■ Description of the task
Among the entries below, please show each line that carries the word "soldier".

■ The records
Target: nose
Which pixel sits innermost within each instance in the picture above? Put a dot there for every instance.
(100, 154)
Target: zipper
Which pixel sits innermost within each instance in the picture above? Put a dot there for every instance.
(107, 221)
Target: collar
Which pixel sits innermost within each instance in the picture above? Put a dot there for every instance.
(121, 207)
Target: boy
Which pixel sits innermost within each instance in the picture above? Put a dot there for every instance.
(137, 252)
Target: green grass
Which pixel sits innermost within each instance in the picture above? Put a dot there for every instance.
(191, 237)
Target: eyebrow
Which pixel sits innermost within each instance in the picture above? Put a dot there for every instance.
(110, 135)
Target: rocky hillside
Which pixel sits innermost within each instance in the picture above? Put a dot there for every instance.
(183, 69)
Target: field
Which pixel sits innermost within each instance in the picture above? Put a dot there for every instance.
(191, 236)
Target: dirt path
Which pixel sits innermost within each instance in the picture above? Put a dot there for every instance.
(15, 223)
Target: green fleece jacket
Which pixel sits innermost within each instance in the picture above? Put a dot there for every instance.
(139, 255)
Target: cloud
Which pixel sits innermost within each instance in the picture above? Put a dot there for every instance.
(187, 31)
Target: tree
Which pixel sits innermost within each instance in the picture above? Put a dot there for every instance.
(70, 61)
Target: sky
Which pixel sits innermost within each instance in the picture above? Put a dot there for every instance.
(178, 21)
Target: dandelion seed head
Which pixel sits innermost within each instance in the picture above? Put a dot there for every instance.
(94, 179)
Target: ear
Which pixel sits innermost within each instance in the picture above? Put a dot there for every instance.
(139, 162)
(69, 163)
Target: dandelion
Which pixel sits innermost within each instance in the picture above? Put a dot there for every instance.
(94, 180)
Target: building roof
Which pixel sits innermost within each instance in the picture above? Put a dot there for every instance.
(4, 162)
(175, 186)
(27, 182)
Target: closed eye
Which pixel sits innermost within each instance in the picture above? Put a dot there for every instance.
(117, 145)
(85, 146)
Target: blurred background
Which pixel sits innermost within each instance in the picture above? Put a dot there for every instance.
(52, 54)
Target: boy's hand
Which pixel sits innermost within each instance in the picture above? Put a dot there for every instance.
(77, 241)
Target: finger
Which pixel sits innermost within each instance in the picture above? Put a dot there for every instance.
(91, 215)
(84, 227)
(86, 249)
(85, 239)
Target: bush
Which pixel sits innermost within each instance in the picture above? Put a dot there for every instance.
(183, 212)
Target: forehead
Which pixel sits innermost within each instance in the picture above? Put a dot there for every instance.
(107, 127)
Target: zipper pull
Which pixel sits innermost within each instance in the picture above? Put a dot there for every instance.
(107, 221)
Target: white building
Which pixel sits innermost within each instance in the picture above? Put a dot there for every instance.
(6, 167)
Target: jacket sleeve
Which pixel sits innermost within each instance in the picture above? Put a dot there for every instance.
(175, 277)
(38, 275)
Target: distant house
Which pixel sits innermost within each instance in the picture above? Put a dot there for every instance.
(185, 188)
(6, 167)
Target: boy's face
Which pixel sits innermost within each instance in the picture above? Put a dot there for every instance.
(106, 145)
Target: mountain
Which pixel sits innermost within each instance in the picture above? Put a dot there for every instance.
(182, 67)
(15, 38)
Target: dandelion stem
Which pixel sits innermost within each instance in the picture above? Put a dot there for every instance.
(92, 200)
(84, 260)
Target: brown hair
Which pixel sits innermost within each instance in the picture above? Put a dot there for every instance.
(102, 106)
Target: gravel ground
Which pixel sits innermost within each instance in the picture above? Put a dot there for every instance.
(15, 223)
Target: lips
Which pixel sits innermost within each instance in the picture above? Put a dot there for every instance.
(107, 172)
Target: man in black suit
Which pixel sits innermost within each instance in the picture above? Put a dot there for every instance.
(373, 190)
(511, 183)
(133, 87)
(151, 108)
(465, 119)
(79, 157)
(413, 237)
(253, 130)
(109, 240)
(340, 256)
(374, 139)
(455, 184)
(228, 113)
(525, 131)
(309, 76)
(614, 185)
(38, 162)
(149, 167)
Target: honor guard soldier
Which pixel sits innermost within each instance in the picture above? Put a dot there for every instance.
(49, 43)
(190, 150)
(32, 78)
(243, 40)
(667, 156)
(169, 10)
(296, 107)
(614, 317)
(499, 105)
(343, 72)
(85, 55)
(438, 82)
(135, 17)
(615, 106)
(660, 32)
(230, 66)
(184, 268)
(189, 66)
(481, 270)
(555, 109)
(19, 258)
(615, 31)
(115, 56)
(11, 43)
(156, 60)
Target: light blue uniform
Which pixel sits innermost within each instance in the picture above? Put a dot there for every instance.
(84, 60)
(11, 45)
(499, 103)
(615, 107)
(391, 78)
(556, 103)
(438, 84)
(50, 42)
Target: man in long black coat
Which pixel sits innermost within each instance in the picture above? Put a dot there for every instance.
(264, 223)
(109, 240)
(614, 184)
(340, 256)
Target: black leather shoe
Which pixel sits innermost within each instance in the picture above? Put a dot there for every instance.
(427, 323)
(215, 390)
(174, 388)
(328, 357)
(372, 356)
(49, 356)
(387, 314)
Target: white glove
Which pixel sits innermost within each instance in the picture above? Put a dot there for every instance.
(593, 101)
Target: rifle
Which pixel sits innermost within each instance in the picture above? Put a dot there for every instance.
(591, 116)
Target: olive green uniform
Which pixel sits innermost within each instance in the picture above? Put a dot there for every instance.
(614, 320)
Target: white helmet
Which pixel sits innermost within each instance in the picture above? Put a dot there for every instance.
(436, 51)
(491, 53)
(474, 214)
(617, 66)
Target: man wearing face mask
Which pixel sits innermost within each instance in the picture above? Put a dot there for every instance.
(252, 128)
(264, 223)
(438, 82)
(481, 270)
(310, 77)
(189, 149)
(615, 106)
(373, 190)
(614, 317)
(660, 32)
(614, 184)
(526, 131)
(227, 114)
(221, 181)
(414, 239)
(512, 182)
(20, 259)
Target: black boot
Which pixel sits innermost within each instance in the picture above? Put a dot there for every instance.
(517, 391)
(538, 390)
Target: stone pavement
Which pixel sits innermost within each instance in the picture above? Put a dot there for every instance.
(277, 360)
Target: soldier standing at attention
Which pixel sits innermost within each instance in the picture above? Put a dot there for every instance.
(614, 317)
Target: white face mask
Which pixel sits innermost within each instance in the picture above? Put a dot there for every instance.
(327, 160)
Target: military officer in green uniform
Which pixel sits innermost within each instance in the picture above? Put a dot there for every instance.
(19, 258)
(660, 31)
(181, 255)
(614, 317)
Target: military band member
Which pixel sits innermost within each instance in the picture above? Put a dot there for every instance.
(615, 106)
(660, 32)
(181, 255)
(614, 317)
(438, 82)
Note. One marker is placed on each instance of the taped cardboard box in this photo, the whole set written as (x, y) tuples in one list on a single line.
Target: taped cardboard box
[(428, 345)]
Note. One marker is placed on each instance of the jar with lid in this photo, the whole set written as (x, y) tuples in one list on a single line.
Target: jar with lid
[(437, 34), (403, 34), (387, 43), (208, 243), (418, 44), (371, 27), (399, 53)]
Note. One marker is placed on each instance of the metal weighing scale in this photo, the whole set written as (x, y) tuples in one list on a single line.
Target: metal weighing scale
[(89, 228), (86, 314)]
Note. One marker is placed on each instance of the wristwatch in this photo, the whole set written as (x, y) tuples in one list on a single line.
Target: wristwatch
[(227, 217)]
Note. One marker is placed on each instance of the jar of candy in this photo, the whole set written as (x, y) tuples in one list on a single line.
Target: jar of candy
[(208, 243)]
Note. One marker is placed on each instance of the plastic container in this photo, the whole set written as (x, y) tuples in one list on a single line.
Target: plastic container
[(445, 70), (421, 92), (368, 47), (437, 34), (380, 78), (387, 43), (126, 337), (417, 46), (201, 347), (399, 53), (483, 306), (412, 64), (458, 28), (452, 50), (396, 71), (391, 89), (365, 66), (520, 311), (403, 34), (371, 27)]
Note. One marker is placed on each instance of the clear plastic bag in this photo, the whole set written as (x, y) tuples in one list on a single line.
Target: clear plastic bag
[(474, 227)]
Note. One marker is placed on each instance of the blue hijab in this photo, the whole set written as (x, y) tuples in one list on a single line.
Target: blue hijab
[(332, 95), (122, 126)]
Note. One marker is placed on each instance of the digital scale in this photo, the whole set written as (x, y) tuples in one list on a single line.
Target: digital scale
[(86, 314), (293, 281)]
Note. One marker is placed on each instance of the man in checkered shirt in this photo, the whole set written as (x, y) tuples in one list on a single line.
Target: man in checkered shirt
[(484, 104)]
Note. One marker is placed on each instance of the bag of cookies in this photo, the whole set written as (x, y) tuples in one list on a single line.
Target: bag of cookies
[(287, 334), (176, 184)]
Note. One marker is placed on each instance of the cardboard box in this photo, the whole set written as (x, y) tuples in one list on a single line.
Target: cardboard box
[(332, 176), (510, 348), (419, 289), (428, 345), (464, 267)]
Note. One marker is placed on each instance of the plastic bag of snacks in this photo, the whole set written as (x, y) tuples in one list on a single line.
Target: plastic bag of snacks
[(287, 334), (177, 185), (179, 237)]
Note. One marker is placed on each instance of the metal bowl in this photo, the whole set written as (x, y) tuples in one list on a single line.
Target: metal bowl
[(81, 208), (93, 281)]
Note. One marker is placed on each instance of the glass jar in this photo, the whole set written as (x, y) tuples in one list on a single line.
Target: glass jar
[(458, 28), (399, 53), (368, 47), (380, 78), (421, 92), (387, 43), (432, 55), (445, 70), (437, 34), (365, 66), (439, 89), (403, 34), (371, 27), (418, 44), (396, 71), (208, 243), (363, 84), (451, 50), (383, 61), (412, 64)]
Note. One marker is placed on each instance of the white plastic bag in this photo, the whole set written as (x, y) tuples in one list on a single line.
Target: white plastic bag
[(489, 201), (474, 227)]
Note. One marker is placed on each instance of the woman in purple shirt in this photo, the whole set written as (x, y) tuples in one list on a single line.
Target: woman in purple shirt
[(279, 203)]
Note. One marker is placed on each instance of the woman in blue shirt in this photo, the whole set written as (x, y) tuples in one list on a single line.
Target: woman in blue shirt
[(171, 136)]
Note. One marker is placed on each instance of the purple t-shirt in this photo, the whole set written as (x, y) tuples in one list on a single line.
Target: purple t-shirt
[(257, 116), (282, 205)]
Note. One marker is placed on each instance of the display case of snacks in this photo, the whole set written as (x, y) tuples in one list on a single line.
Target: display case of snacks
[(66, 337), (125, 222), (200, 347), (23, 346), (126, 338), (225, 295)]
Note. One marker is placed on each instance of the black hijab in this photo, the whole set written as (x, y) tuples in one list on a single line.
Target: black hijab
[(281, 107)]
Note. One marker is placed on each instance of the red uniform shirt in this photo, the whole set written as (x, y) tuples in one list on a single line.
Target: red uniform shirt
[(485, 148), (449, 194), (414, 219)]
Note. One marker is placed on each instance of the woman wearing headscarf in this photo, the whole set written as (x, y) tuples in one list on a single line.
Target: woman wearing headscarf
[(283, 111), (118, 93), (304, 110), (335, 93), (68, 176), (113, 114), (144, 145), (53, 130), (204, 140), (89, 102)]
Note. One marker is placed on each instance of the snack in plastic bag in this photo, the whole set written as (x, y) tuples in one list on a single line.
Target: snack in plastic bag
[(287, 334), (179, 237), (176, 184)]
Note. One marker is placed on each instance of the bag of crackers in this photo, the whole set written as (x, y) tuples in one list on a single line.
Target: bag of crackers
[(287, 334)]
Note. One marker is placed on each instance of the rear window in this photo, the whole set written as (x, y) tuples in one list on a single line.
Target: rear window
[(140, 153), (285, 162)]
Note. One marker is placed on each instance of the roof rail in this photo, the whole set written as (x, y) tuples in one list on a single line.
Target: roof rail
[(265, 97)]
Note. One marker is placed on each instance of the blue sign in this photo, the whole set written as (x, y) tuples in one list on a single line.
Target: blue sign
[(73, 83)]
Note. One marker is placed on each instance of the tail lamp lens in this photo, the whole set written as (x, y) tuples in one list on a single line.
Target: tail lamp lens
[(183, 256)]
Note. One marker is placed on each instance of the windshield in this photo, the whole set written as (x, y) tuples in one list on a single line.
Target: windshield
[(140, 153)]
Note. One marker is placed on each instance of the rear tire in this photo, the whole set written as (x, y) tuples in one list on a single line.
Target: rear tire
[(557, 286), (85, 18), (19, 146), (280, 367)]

■ Expected answer
Target: honor guard soldier
Target: soldier standing at attention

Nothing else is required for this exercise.